▶ [What you are asked to do]: Reproduce the entire listing word for word.

▶ [Saved entries]:

◆ ◆ ◆

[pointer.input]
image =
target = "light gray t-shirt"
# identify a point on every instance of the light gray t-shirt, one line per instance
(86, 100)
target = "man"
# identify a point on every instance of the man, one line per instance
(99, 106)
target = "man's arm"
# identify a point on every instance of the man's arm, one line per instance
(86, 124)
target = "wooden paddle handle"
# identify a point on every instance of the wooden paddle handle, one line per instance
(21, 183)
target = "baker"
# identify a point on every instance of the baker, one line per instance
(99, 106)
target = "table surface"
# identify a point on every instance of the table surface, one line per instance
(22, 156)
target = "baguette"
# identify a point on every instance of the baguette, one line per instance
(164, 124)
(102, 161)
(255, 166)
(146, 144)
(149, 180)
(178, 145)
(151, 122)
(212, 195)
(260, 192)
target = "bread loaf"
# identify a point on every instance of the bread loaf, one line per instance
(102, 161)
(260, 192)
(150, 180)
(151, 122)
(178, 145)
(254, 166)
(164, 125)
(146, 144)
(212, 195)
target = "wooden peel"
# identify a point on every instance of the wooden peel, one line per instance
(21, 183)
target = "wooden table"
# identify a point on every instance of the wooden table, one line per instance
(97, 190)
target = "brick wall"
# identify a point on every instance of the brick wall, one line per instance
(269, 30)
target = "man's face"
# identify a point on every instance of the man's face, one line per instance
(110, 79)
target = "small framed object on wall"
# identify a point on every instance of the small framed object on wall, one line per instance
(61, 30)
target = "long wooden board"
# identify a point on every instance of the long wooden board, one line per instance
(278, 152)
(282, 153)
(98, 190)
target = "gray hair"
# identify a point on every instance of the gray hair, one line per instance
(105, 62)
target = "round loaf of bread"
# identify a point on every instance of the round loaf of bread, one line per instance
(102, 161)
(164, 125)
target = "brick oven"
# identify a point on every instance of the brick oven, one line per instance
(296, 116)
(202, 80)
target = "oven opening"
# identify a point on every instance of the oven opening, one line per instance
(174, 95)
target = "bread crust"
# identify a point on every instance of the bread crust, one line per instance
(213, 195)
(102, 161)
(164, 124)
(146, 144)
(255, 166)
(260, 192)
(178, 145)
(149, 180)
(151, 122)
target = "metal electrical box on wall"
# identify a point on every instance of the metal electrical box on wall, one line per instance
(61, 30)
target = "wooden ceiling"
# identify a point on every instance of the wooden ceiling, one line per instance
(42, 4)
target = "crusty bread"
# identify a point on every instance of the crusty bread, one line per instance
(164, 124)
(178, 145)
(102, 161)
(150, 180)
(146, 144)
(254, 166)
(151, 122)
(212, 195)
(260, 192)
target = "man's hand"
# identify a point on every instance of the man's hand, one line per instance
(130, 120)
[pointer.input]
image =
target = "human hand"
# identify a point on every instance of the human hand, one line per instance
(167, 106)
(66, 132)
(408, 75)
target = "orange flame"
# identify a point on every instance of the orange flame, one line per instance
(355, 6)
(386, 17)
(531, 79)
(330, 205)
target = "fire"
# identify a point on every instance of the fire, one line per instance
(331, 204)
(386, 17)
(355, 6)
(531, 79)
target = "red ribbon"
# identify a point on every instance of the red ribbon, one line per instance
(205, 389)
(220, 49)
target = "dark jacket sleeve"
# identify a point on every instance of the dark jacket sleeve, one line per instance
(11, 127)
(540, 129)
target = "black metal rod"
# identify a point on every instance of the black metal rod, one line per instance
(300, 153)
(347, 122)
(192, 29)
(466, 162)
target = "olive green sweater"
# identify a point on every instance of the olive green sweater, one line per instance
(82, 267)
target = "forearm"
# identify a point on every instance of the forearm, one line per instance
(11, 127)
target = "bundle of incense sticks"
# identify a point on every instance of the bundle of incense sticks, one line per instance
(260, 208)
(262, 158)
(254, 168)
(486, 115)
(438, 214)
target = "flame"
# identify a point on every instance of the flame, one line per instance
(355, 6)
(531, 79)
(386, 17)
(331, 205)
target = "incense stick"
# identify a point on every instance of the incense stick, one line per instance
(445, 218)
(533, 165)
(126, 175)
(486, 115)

◆ ◆ ◆

▶ [Answer for this exercise]:
[pointer.input]
image =
target = "light gray t-shirt"
# identify a point on every instance of the light gray t-shirt, one line per instance
(86, 100)
target = "man"
# identify a point on every instance of the man, one line per instance
(99, 106)
target = "man's arm"
# identify a point on every instance of the man's arm, one line per instance
(86, 124)
target = "wooden paddle handle"
# identify a point on every instance of the wooden paddle handle, one line per instance
(21, 183)
target = "baker"
# identify a point on every instance of the baker, one line per instance
(99, 106)
target = "table surface"
# identify a point on every instance of the table surface, one line per instance
(22, 156)
target = "baguette"
# identify a point on every instance of the baguette, one line per instance
(164, 124)
(102, 161)
(255, 166)
(146, 144)
(149, 180)
(178, 145)
(151, 122)
(212, 195)
(260, 192)
target = "bread loaf"
# identify a point on every instance of the bread loaf, one line per instance
(102, 161)
(260, 192)
(150, 180)
(151, 122)
(178, 145)
(254, 166)
(164, 125)
(146, 144)
(212, 195)
target = "wooden peel"
# identify a point on every instance of the wooden peel, one line per instance
(21, 183)
target = "wooden table"
# identify a point on every instance of the wooden table, one line per instance
(97, 190)
target = "brick wall"
# identify a point on every instance of the brick wall, one line per instance
(269, 30)
target = "man's face"
# identify a point on every instance of the man's face, one line per instance
(110, 79)
target = "small framed object on wall"
# identify a point on every instance of the small framed object on wall, one line per instance
(61, 30)
target = "long wooden board"
# identify a point on every instance of the long wooden board, one line per instance
(278, 152)
(282, 153)
(98, 190)
target = "gray hair"
# identify a point on every instance of the gray hair, one line per instance
(105, 62)
target = "round loaf of bread"
# identify a point on every instance of the round loaf of bread, one line per instance
(102, 161)
(164, 125)
target = "brick oven"
# identify a point on every instance of the brick oven, one line per instance
(296, 116)
(202, 80)
target = "oven opening"
# identify a point on every instance of the oven opening, one line per instance
(174, 95)
target = "bread crust"
# identify a point on every instance of the bread crust, one line per instance
(213, 195)
(102, 161)
(164, 124)
(146, 144)
(255, 166)
(260, 192)
(178, 145)
(149, 180)
(151, 122)
target = "metal electrical box on wall"
# identify a point on every instance of the metal electrical box on wall, one line per instance
(61, 30)
target = "wooden ceiling"
# identify a point on every instance of the wooden ceiling, one line per instance
(42, 4)
target = "crusty bread"
# identify a point on every instance of the crusty bread, one line per instance
(164, 124)
(178, 145)
(102, 161)
(150, 180)
(146, 144)
(254, 166)
(151, 122)
(212, 195)
(260, 192)
target = "man's hand"
# identify a point on every instance of the man's hand, one line per instance
(130, 120)
[pointer.input]
image =
target = "human hand"
# identify a point on every instance of the human hand, one line per instance
(167, 106)
(66, 132)
(408, 75)
target = "orange flame"
# identify a point on every instance of the orange flame, one line per instance
(355, 6)
(386, 17)
(531, 79)
(330, 205)
target = "fire"
# identify a point on every instance of the fire, one line per instance
(331, 204)
(386, 17)
(355, 6)
(531, 79)
target = "red ribbon"
# identify a point on every instance of the red ribbon, one line per instance
(205, 389)
(220, 49)
target = "dark jacket sleeve"
# identify a point on every instance of the dark jacket sleeve, one line per instance
(11, 127)
(540, 129)
target = "black metal rod"
# identify a point on every instance of the black metal rod, one line per instance
(300, 153)
(347, 122)
(192, 29)
(466, 162)
target = "olive green sweater"
# identify a point on every instance of the olive green sweater, one line per instance
(82, 267)
target = "forearm"
# identify a point on every instance of the forearm, one line per instance
(11, 127)
target = "bundle of incense sticks"
# identify a point on every instance of the bundle of incense sticks, one line per instance
(260, 208)
(262, 158)
(254, 168)
(486, 115)
(438, 214)
target = "flame"
# identify a point on every instance of the flame, one line per instance
(355, 6)
(531, 79)
(386, 17)
(331, 205)
target = "incense stick"
# identify a point on every instance of the incense stick, one line per instance
(445, 218)
(533, 165)
(126, 175)
(486, 115)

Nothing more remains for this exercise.